STATED EXERCISE:
Count the lines of the material below that contain the string "target", matching case exactly, and reply with the number alone.
** START **
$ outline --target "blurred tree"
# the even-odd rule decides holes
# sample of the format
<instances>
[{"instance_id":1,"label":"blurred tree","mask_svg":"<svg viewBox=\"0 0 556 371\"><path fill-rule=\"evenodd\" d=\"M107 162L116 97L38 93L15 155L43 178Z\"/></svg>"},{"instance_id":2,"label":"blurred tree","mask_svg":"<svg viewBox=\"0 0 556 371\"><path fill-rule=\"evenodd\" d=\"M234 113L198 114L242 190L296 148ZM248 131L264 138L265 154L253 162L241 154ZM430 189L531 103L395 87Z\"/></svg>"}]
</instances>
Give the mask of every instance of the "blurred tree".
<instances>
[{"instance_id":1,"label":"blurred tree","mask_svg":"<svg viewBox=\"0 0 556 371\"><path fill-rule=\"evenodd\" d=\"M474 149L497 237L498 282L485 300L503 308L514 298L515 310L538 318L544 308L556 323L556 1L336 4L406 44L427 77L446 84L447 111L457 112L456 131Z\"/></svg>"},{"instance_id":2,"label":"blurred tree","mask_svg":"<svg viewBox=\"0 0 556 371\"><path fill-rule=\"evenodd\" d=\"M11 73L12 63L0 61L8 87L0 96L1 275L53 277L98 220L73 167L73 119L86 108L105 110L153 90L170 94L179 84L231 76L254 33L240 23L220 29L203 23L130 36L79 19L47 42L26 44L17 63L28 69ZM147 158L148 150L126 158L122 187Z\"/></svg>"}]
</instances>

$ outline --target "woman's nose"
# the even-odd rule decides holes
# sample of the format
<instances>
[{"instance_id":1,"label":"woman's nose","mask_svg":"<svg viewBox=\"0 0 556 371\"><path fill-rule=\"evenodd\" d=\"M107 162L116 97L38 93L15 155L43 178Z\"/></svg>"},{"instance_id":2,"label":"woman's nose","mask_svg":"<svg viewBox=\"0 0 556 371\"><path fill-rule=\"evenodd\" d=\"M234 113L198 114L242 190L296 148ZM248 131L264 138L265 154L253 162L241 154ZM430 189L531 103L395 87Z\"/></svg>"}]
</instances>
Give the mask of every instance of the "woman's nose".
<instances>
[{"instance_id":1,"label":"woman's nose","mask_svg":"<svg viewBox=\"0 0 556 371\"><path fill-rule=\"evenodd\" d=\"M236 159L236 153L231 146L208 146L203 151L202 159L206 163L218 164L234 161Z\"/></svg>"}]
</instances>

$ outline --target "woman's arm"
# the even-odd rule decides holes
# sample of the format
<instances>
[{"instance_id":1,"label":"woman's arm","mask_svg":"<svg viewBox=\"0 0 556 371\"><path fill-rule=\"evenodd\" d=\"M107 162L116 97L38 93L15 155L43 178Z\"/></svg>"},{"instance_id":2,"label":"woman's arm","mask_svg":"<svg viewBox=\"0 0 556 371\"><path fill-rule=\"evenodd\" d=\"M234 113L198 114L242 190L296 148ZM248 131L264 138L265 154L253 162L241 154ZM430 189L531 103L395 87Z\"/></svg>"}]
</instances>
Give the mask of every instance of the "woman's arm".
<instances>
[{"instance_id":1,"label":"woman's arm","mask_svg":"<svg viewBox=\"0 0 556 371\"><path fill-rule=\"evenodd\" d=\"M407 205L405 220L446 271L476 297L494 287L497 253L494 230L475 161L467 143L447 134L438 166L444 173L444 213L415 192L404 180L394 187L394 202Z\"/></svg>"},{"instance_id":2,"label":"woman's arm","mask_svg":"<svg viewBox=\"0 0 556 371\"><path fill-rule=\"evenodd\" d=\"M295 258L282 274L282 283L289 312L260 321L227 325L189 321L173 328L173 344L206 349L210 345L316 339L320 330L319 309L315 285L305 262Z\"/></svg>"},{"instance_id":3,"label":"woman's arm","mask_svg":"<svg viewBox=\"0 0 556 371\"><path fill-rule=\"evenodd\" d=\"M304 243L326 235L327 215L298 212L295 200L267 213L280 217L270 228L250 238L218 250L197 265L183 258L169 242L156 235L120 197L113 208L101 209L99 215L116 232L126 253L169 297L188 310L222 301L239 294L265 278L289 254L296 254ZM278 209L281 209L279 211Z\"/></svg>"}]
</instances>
** END **
FULL OUTPUT:
3